-------- Extrait de page --------

JO de 1924 : la presse à la traîne

 L’Illustration du 16 août 1924 – Collection Le Centre de la Presse.

Et vont arriver les jeux olympiques en ce mois de juillet 2024. Voyons comment la presse regarda les premiers JO de Paris, c’était en 1924, les jeux de la VIIIè olympiade. Avant l’attribution, Paris avait été en concurrence avec Los Angeles et avait probablement décroché les jeux grâce au français Pierre de Coubertin qui présidait le CIO et à qui on doit la création des jeux modernes.

Ils se déroulèrent du 4 mai au 27 juillet mais ne furent officiellement ouverts que … le 5 juillet. 44 nations étaient représentées avec 3089 athlètes qui s’affrontèrent dans 23 disciplines. Le 6 juillet Le Petit Journal titrait en tête de une sur l’ouverture officielle.

Le Petit journal du 6 juillet 1924 – Collection BNF

Ce fut l’athlète français Géo André (en photo en première page du Petit Journal) qui prêta le serment olympique au cours de la cérémonie d’ouverture qui eut lieu au stade de Colombes. C’était un rugbyman, aviateur, mais aussi champion dans de nombreuses disciplines individuelles. A la ville il était journaliste.  Idem à la une du Petit Parisien avec la photo de Geo André et l’annonce de l’ouverture par le président de la République Gaston Doumergue.

Le Miroir des sports du 5 juillet 1924 – Collection Le Centre de la Presse.

A la une de Paris Soir, le 6 juillet, une seule brève qui indiquait « la messe olympique a été célébrée à Notre-Dame ». Le chroniqueur avait retenu la cohue sur le parvis à la sortie de la messe où chacun s’interpellait dans toutes les langues. Ainsi, écrivait-il « on eût cru que les ouvriers de la tour de Babel se trouvaient réunis au pied de Notre-Dame de Paris. »

--------

Consignes de travail:
Restituez intégralement l'extrait sur la presse et les Jeux olympiques de 1924, sans en modifier un seul mot. Les lignes de données n'ont aucun rapport avec l'extrait sur la presse et les Jeux olympiques de 1924.

-------- Lignes de données --------

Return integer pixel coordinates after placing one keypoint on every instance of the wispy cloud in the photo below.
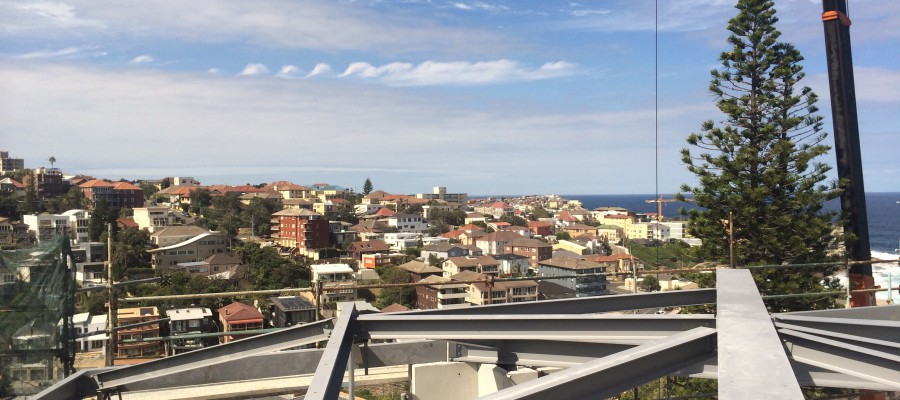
(319, 69)
(288, 71)
(68, 52)
(458, 73)
(255, 69)
(142, 59)
(327, 25)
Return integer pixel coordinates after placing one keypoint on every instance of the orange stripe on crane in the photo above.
(833, 15)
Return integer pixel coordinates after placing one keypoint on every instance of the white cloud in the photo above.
(328, 25)
(181, 111)
(255, 69)
(142, 59)
(288, 71)
(458, 73)
(319, 69)
(587, 13)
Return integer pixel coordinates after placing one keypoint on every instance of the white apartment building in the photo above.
(47, 226)
(152, 219)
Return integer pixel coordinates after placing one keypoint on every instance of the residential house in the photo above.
(584, 286)
(408, 223)
(90, 263)
(188, 321)
(195, 249)
(8, 164)
(400, 241)
(481, 264)
(618, 263)
(49, 182)
(96, 190)
(513, 264)
(372, 261)
(236, 318)
(357, 249)
(576, 230)
(540, 228)
(301, 229)
(420, 270)
(338, 282)
(444, 251)
(459, 200)
(491, 292)
(125, 346)
(474, 217)
(47, 226)
(495, 243)
(441, 293)
(175, 234)
(610, 233)
(535, 250)
(291, 310)
(371, 230)
(85, 323)
(153, 219)
(78, 224)
(11, 186)
(130, 196)
(216, 266)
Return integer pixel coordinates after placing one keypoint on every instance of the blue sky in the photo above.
(479, 96)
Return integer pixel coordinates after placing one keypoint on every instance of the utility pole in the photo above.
(111, 311)
(731, 239)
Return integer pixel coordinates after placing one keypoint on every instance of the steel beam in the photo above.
(293, 363)
(873, 344)
(585, 305)
(748, 342)
(845, 358)
(611, 375)
(881, 312)
(76, 386)
(119, 379)
(624, 329)
(535, 353)
(864, 328)
(326, 383)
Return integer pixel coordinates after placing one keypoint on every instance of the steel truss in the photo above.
(752, 354)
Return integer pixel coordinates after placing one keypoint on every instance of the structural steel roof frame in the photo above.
(814, 347)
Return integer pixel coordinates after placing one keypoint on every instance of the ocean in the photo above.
(883, 211)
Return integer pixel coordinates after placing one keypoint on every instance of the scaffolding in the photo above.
(36, 307)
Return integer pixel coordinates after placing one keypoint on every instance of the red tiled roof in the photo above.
(239, 312)
(127, 223)
(125, 186)
(385, 212)
(95, 183)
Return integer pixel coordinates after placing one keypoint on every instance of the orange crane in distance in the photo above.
(659, 202)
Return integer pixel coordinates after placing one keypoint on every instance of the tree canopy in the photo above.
(759, 162)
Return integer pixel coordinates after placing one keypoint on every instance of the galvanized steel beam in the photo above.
(120, 378)
(585, 305)
(76, 386)
(748, 342)
(845, 358)
(613, 374)
(863, 328)
(326, 383)
(623, 329)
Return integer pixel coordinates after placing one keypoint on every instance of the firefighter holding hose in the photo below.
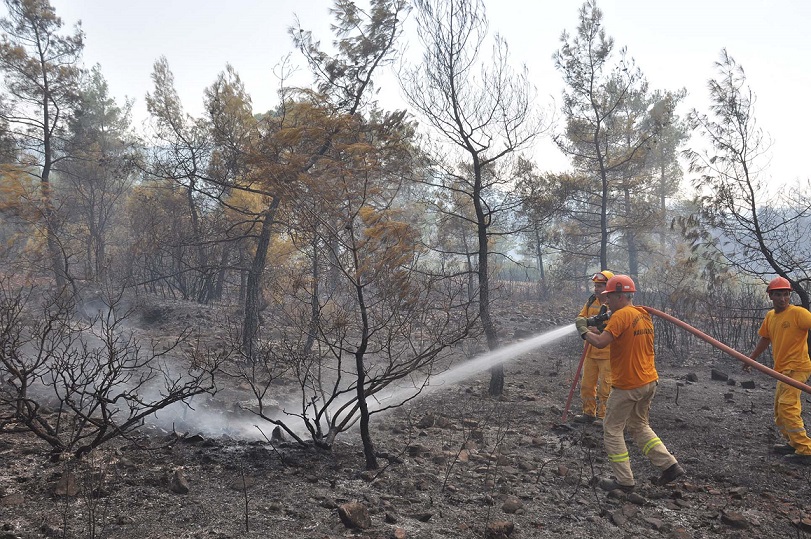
(786, 328)
(629, 334)
(596, 382)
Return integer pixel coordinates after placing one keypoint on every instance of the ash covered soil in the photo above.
(455, 463)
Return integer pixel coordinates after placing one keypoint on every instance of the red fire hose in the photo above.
(724, 348)
(574, 381)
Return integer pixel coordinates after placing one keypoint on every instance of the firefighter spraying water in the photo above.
(628, 334)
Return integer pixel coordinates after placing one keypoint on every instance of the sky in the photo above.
(675, 43)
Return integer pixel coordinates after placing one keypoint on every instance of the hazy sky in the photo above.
(675, 43)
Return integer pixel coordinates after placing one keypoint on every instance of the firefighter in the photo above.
(786, 327)
(596, 382)
(629, 334)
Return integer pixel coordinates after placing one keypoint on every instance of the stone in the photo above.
(734, 519)
(511, 505)
(67, 486)
(719, 376)
(499, 529)
(354, 515)
(178, 483)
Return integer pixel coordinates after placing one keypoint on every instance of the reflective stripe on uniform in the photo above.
(653, 442)
(618, 457)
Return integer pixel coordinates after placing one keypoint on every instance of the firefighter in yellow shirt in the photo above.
(629, 334)
(596, 382)
(786, 327)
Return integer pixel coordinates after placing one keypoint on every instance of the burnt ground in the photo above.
(454, 464)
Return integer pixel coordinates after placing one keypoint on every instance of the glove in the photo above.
(582, 326)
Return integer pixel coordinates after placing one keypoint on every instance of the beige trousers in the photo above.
(629, 409)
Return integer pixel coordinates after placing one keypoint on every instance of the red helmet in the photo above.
(620, 283)
(602, 277)
(778, 283)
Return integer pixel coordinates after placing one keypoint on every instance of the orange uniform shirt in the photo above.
(592, 308)
(788, 333)
(632, 358)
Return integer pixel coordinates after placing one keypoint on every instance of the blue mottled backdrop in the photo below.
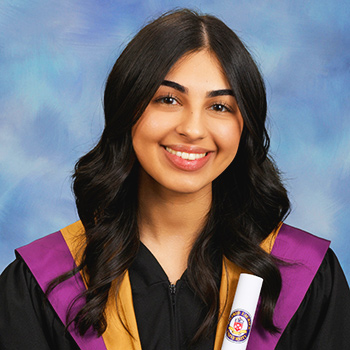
(54, 59)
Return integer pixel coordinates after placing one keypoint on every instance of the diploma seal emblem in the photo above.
(239, 325)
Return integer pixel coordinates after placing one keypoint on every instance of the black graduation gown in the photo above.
(27, 321)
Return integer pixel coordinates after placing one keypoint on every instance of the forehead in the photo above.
(200, 69)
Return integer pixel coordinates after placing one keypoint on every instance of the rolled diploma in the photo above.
(242, 312)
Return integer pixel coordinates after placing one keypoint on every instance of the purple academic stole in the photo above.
(59, 261)
(305, 253)
(302, 250)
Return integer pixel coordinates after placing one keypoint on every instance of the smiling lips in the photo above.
(189, 161)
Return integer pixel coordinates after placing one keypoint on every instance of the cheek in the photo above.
(228, 137)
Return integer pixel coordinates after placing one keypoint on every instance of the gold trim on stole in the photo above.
(116, 337)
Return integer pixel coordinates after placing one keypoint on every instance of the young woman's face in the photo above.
(190, 131)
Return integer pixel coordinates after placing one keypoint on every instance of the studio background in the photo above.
(54, 60)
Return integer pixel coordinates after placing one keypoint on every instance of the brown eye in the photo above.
(218, 107)
(167, 100)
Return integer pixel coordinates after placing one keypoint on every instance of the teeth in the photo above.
(185, 155)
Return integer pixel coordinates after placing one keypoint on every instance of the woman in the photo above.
(178, 197)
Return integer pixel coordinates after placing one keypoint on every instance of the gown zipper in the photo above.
(173, 289)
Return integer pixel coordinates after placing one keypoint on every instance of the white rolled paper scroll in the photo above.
(242, 312)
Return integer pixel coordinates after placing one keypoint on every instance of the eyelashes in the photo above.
(168, 99)
(172, 100)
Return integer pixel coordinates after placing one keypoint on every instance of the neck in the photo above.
(170, 222)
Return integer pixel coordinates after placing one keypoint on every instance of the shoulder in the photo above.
(321, 318)
(296, 245)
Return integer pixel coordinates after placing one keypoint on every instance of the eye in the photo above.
(167, 100)
(220, 107)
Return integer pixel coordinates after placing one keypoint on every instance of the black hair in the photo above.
(249, 200)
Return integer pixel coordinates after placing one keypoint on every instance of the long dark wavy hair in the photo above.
(249, 200)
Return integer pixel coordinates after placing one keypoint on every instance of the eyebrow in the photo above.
(182, 89)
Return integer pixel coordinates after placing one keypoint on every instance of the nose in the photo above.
(192, 125)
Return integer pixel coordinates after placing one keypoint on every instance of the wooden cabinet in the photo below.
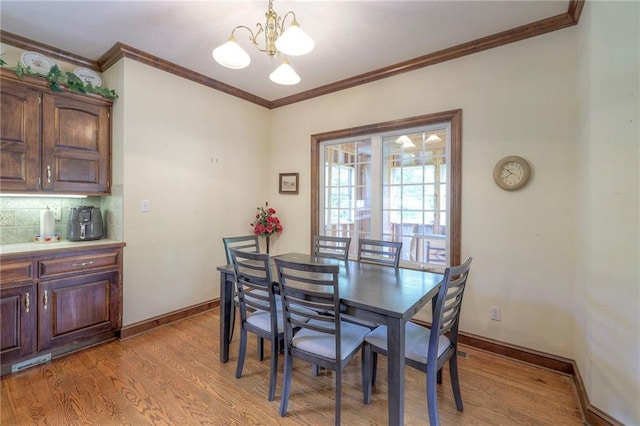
(53, 142)
(59, 301)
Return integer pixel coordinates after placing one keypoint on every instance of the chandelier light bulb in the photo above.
(294, 41)
(284, 75)
(231, 55)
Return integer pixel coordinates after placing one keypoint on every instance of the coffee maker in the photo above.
(85, 224)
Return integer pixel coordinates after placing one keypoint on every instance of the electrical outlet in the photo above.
(495, 313)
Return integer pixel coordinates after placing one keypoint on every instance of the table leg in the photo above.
(395, 370)
(226, 291)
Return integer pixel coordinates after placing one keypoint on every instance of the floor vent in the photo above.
(30, 362)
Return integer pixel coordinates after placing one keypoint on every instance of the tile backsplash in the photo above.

--------

Réponse proposée:
JO de 1924 : la presse à la traîne

 L’Illustration du 16 août 1924 – Collection Le Centre de la Presse.

Et vont arriver les jeux olympiques en ce mois de juillet 2024. Voyons comment la presse regarda les premiers JO de Paris, c’était en 1924, les jeux de la VIIIè olympiade. Avant l’attribution, Paris avait été en concurrence avec Los Angeles et avait probablement décroché les jeux grâce au français Pierre de Coubertin qui présidait le CIO et à qui on doit la création des jeux modernes.

Ils se déroulèrent du 4 mai au 27 juillet mais ne furent officiellement ouverts que … le 5 juillet. 44 nations étaient représentées avec 3089 athlètes qui s’affrontèrent dans 23 disciplines. Le 6 juillet Le Petit Journal titrait en tête de une sur l’ouverture officielle.

Le Petit journal du 6 juillet 1924 – Collection BNF

Ce fut l’athlète français Géo André (en photo en première page du Petit Journal) qui prêta le serment olympique au cours de la cérémonie d’ouverture qui eut lieu au stade de Colombes. C’était un rugbyman, aviateur, mais aussi champion dans de nombreuses disciplines individuelles. A la ville il était journaliste.  Idem à la une du Petit Parisien avec la photo de Geo André et l’annonce de l’ouverture par le président de la République Gaston Doumergue.

Le Miroir des sports du 5 juillet 1924 – Collection Le Centre de la Presse.

A la une de Paris Soir, le 6 juillet, une seule brève qui indiquait « la messe olympique a été célébrée à Notre-Dame ». Le chroniqueur avait retenu la cohue sur le parvis à la sortie de la messe où chacun s’interpellait dans toutes les langues. Ainsi, écrivait-il « on eût cru que les ouvriers de la tour de Babel se trouvaient réunis au pied de Notre-Dame de Paris. »